[Start of Dataset records]

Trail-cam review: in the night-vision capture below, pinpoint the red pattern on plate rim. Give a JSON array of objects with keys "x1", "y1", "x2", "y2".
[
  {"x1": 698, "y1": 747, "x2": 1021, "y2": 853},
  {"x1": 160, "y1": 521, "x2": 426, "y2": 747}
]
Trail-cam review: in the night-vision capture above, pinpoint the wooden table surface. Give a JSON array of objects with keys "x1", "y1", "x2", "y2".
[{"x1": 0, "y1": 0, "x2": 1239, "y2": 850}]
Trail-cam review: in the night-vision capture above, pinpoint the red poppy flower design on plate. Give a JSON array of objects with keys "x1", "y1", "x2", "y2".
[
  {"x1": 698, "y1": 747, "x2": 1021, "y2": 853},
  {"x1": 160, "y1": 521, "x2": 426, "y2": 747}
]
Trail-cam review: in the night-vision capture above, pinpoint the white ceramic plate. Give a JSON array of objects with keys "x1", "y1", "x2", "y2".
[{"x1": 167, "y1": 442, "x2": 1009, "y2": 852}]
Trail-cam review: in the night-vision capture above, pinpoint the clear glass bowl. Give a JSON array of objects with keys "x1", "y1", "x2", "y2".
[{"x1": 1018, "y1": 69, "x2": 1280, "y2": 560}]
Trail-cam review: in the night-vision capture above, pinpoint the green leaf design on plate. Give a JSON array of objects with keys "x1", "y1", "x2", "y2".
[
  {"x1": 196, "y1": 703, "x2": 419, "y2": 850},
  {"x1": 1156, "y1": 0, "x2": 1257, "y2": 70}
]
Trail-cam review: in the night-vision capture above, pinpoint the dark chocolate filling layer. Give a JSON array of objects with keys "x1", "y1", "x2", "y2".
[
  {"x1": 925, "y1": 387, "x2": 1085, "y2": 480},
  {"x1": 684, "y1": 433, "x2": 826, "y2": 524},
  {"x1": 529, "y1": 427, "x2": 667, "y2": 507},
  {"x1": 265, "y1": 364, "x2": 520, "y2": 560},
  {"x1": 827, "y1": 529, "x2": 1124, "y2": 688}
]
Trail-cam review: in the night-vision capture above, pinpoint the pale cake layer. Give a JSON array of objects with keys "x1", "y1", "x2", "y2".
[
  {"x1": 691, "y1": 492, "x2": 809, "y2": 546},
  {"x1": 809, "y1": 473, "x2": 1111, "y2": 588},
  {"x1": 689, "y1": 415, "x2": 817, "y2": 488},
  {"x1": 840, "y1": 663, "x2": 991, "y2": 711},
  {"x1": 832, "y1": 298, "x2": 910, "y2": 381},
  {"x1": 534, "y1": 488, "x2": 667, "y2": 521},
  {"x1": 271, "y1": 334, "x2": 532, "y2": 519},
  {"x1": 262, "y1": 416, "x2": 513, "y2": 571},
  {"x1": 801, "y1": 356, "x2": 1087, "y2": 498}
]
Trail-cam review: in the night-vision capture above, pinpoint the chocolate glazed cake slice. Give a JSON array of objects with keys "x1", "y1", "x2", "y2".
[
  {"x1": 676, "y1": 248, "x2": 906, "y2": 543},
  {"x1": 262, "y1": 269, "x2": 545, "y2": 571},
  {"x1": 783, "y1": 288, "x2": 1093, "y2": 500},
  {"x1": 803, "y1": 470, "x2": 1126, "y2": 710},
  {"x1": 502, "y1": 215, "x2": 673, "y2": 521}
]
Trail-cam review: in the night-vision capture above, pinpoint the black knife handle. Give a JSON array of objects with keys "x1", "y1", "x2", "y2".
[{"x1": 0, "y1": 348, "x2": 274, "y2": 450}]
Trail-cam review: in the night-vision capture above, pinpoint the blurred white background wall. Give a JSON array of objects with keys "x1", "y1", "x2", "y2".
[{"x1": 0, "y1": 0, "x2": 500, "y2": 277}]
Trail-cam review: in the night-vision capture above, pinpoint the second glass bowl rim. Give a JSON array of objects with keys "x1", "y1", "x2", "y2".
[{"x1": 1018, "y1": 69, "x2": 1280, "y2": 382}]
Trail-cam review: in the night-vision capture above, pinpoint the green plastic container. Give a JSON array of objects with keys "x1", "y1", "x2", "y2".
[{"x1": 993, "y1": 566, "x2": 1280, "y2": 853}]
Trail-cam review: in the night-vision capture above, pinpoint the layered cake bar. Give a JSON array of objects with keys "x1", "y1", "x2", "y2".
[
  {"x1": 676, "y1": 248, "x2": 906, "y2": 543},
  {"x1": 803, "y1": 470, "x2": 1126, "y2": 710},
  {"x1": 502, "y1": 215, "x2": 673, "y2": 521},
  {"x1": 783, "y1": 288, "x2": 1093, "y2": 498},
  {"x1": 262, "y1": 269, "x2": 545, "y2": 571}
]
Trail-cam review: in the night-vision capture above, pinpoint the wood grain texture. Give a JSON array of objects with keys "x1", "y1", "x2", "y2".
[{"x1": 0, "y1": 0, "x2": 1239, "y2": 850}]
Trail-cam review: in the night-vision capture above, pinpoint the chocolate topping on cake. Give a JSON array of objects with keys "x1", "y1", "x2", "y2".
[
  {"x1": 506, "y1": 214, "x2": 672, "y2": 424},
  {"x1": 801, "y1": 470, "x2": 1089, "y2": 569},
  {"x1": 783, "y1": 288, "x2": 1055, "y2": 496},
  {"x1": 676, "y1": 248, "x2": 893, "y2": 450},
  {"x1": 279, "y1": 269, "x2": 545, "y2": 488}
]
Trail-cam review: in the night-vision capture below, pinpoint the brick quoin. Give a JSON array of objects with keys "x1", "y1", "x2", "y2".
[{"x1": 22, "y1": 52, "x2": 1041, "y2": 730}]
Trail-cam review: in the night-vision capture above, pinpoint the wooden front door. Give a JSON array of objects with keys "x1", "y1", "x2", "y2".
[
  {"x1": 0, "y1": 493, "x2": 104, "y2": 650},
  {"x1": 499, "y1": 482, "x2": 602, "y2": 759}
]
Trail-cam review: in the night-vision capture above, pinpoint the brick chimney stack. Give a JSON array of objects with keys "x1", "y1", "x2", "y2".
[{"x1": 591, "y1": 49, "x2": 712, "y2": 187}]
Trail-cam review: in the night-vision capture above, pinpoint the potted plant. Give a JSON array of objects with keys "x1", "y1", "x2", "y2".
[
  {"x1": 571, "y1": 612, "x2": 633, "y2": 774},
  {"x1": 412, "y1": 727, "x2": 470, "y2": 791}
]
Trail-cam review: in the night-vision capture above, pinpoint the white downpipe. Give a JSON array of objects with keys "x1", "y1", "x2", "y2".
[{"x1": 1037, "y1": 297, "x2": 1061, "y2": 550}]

[End of Dataset records]
[Start of Dataset records]

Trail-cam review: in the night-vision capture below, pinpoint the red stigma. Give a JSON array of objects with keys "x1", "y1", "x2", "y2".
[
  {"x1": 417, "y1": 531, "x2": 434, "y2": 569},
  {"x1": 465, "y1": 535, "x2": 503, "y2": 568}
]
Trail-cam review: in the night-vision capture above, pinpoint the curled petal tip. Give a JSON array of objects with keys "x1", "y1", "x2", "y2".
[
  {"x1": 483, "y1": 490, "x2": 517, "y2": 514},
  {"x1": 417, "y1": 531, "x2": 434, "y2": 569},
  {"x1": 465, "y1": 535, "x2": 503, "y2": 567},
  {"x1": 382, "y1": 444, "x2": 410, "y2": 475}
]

[End of Dataset records]

Filter the rows above, copying each line that contains the word "cake".

_Written response_.
Trail-cam review: in the night-vision capture above, pinpoint the pale cake layer. Give a JSON array of objects with keys "x1", "y1", "x2", "y2".
Trail-cam review: in the night-vision capture above, pinpoint the chocolate glazed cake slice. Give a JSON array of objects with keys "x1", "y1", "x2", "y2".
Trail-cam review: in the night-vision capture above, pinpoint the layered cake bar. Give a JSON array of objects with keys "x1", "y1", "x2", "y2".
Trail-cam review: in the night-vision capture above, pinpoint the chocolate topping on cake. Give a JSON array of objects with keys "x1", "y1", "x2", "y2".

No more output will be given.